Data extracted from a collection:

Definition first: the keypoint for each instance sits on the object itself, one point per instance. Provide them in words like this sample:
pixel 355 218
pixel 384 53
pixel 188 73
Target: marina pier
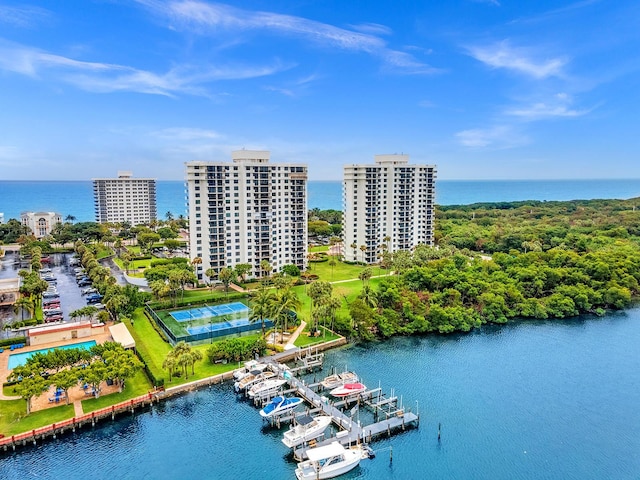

### Work request:
From the entries above, show each line that includes the string "pixel".

### Solved exercise:
pixel 355 218
pixel 384 53
pixel 188 73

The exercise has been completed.